--- start Task material ---

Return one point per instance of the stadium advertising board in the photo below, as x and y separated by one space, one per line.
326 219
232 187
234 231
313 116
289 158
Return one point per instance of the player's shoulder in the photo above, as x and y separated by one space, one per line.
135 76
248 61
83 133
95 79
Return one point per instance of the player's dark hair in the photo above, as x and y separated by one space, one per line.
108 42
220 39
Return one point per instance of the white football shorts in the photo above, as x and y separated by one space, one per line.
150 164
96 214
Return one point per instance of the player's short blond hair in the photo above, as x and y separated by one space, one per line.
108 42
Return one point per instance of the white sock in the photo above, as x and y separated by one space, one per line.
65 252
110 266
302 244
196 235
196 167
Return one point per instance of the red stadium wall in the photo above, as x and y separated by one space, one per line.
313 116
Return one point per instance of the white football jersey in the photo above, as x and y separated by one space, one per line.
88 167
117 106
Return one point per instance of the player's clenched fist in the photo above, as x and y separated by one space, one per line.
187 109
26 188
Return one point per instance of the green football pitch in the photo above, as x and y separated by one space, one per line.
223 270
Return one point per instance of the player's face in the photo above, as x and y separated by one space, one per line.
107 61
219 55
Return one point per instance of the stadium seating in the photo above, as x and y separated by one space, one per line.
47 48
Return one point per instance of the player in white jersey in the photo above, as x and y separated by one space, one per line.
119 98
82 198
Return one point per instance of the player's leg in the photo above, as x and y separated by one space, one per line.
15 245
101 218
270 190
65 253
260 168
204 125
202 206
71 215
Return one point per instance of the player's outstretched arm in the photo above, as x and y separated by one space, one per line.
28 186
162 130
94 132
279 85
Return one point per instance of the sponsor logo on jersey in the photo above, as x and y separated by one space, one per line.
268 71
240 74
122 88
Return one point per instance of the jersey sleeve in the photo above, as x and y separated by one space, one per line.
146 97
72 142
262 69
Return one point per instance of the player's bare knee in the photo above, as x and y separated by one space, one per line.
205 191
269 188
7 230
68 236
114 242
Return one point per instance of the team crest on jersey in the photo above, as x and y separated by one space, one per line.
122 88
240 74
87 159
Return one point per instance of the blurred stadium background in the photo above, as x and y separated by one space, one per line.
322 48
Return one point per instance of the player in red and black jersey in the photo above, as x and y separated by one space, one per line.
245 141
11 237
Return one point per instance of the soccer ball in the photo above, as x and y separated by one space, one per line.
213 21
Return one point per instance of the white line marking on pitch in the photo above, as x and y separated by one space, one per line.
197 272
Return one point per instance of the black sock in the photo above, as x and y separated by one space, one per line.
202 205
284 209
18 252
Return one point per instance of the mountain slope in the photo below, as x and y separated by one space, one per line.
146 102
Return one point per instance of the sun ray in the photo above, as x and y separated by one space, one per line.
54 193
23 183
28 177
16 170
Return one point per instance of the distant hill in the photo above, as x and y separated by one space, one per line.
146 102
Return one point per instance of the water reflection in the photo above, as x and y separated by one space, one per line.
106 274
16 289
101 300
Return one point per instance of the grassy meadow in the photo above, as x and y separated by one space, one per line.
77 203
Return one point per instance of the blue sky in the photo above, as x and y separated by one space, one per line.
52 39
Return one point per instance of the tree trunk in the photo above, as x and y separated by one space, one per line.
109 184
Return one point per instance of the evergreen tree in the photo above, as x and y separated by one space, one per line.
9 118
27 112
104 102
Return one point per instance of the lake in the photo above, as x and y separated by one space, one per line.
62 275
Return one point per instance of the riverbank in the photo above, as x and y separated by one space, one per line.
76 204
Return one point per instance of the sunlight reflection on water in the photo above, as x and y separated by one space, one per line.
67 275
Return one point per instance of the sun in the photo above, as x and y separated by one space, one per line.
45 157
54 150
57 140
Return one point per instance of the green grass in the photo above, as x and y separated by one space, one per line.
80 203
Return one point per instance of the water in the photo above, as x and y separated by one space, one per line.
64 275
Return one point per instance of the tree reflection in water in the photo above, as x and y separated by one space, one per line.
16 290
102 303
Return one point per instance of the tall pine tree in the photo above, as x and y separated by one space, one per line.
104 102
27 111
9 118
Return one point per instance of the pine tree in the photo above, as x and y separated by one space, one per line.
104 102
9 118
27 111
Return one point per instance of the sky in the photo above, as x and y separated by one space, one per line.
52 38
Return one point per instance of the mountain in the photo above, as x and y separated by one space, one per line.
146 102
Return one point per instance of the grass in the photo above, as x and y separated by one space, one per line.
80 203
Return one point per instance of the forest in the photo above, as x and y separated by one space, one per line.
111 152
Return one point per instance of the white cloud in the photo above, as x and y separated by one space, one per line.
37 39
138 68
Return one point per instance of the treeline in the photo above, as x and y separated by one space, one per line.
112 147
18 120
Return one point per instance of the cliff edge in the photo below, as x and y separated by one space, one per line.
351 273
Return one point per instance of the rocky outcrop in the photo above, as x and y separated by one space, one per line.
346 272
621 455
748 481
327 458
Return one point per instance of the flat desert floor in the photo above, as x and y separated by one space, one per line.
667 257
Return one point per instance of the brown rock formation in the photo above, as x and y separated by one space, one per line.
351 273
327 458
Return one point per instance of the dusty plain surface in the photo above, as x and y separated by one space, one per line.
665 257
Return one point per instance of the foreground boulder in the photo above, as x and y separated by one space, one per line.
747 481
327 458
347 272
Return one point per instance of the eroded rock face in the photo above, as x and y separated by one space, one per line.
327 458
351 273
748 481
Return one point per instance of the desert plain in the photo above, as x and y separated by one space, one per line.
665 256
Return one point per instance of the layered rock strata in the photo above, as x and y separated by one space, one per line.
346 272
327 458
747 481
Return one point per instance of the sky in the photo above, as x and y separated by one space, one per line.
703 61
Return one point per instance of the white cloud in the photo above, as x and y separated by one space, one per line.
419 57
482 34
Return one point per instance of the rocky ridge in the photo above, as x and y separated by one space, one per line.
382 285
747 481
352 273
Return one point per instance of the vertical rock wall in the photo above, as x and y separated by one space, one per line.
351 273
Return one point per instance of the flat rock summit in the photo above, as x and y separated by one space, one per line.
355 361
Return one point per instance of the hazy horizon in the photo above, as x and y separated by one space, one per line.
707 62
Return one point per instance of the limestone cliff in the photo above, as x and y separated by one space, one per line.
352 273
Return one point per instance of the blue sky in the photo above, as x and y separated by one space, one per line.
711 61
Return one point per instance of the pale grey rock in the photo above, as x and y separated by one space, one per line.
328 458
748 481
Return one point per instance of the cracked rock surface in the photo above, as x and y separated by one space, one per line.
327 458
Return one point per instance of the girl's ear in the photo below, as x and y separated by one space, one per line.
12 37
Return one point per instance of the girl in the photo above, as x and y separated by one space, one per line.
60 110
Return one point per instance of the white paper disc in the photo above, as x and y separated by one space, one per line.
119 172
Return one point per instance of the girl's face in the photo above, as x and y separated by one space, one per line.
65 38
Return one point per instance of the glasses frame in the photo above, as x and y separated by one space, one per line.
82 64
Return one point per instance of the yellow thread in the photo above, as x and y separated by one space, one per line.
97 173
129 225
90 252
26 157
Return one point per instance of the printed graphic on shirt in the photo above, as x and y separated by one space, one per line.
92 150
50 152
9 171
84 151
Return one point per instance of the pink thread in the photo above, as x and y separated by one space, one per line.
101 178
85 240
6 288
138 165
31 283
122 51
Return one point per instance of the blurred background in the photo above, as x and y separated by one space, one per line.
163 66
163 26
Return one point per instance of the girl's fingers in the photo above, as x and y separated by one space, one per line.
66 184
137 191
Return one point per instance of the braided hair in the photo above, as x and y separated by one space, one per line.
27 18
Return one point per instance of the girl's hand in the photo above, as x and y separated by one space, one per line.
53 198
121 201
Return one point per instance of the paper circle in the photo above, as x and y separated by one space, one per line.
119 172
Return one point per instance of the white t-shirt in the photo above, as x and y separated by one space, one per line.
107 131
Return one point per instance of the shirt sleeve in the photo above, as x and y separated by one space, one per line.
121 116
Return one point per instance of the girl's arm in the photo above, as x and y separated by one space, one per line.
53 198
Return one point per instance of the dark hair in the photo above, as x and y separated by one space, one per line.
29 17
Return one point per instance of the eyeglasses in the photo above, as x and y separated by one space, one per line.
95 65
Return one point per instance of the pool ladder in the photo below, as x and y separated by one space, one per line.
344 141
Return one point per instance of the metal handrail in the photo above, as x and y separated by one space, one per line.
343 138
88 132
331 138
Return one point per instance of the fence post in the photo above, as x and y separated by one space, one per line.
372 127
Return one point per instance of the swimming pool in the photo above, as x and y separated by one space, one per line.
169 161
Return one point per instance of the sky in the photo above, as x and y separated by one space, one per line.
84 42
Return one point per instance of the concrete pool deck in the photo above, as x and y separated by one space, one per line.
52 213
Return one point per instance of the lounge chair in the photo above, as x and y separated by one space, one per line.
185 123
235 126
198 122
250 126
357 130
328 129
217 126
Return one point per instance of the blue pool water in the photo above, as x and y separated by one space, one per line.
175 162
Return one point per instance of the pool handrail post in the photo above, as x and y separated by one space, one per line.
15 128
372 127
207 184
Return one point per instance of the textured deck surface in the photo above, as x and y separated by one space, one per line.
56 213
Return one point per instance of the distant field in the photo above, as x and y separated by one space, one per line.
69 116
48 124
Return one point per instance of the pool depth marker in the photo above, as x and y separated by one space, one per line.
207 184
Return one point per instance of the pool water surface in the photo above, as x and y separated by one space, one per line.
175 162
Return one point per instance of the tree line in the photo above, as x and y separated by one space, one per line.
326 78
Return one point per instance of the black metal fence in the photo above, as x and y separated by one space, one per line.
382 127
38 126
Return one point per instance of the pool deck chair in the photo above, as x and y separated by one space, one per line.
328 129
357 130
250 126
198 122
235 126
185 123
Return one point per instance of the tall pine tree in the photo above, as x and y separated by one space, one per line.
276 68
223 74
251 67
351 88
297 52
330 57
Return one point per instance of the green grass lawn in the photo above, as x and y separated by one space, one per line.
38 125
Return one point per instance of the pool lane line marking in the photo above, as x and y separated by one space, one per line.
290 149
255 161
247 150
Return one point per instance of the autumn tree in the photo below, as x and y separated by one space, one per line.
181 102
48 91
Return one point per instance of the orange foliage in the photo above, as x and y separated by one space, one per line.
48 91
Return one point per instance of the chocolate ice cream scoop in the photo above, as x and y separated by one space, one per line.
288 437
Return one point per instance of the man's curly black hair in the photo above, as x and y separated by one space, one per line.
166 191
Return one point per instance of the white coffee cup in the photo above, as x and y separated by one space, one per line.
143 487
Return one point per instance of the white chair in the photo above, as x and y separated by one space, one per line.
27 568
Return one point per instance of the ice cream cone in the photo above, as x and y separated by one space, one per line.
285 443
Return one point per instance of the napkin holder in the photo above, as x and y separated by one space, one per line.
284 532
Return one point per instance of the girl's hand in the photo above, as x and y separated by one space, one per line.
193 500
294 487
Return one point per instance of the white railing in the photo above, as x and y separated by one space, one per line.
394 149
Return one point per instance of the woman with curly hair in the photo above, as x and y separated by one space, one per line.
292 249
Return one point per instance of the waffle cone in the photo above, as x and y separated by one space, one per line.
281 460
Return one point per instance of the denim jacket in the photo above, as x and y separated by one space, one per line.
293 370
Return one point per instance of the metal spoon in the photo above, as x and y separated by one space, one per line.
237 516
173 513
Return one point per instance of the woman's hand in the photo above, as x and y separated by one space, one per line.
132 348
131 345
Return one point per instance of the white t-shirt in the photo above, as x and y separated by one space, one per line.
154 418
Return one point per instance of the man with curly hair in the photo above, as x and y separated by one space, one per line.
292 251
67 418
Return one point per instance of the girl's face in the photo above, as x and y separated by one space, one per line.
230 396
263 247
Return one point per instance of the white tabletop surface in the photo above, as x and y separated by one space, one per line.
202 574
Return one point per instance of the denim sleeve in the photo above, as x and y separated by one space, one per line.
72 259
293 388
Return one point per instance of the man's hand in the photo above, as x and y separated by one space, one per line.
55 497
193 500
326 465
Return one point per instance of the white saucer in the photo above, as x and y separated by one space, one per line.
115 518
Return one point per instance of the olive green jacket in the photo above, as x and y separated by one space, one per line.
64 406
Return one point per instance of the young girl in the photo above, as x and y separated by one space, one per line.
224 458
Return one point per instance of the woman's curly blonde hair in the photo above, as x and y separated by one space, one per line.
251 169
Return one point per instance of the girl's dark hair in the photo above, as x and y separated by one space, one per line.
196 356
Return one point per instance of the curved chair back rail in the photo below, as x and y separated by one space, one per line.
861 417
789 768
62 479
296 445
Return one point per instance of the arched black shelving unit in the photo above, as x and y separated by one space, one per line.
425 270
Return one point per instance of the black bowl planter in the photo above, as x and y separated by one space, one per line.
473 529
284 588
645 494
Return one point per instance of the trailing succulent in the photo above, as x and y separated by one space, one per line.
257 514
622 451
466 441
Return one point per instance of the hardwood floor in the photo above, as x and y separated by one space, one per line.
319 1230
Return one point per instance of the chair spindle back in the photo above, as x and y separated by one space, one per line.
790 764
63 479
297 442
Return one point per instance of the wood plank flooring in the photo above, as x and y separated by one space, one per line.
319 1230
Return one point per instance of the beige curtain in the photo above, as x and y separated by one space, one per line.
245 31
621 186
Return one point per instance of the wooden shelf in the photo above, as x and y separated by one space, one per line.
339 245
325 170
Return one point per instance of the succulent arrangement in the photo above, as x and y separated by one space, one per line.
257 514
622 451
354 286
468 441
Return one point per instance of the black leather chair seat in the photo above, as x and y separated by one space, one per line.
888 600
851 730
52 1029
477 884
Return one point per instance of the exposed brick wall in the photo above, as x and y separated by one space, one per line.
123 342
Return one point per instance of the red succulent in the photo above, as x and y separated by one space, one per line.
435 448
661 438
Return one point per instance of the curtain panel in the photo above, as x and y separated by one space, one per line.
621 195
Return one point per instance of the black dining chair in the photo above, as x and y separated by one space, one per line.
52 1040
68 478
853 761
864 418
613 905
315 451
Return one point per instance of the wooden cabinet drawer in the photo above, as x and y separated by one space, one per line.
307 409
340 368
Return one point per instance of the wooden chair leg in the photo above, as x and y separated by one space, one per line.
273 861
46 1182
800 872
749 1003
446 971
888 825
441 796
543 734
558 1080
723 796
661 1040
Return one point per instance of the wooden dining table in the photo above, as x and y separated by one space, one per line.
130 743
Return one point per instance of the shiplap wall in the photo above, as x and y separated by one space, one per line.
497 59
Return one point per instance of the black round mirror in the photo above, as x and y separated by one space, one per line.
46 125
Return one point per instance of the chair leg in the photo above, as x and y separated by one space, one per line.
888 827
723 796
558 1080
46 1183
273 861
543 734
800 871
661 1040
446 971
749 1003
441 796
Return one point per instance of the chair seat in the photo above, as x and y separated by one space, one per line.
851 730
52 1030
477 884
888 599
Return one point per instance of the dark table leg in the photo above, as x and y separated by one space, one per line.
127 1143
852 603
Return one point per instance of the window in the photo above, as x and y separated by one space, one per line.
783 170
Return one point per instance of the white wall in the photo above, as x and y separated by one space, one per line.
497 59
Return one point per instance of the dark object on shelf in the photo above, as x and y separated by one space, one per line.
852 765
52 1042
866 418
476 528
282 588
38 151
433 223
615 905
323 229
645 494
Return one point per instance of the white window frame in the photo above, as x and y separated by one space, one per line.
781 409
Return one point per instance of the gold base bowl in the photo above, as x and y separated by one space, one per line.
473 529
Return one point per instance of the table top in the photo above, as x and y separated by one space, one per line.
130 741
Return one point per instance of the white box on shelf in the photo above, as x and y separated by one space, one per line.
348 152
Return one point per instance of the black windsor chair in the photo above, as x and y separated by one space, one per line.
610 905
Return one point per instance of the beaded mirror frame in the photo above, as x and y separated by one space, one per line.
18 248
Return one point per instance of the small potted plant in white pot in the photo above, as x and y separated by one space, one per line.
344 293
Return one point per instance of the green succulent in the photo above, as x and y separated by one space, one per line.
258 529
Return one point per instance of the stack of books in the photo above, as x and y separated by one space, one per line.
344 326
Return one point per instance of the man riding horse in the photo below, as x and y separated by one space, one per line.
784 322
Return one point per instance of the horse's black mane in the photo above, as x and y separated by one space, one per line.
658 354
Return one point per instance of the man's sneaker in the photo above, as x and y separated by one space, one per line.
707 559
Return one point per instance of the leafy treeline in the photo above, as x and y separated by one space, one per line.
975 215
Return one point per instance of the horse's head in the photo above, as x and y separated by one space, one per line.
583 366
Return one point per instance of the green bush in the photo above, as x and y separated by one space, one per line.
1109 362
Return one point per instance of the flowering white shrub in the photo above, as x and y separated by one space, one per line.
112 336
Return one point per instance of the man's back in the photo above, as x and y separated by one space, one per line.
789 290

--- end Task material ---

■ Stated task: Add 47 to every coordinate in the answers and write out everything from the line containing "Return one point per instance of the man's sneaker" down to the end of the data, keeping the requests in.

■ Answer in full:
Return one point per instance of the man's sneaker in the photo above, as x and y separated by one space, one per line.
754 606
Return one point per instance of the leafy treeline in the photo above, as x and y separated by one space, one per line.
1022 262
Return one point per instance of the horse's head in the photo above, as x and y separated by one space, one per line.
630 413
Return one point per instance of the green bush in the photo above, as x and y separated by one space, one per line.
1156 409
Return one point per instance of the flowering white shrub in the photo above, as x and y separated by one space, one per line.
159 383
Return one point per instance of the man's back in the photo above, as x and y separated by one space, one per line.
836 337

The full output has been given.